[Problem to work on]
Reproduce exactly the final portion of the data: every line from the one containing "the front wheel" through the last line, inclusive.

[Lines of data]
---

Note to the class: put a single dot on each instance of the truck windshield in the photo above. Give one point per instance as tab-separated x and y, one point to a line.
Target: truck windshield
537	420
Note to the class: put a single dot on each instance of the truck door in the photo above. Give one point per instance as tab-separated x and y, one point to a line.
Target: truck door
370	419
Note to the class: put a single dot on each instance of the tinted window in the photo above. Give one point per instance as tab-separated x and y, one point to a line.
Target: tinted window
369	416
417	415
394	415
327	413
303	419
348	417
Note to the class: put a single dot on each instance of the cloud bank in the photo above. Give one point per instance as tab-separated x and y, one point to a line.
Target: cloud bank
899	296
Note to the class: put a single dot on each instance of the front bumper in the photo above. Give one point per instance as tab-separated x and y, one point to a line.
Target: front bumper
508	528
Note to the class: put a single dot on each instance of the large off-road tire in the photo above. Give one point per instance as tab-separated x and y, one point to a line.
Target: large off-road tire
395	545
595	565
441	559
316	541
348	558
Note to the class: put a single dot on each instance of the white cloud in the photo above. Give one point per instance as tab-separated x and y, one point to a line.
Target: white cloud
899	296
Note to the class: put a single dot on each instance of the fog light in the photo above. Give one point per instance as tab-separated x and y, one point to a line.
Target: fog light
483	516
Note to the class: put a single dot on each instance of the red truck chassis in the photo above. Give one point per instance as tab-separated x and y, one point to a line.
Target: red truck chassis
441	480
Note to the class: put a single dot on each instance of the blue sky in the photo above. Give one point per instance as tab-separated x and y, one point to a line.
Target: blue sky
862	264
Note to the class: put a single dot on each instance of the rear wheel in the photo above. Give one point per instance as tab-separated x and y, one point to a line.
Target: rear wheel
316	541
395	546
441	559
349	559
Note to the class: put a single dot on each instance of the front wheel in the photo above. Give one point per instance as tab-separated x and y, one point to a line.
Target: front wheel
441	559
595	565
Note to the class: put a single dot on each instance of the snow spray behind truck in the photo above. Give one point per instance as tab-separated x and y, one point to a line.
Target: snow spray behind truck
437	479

---

[Response for this exercise]
Note to the class: put a single dot on each instance of the front wheel in the photo above. Give one point per instance as tab-separated x and y, one point to a line.
Target: front wheel
441	559
595	565
Note to the class: put a single dot on each instance of the snow spray behind truck in the photo above. Give one point per instance as tab-separated x and y, one point to a line.
Target: snow spray behind truck
437	479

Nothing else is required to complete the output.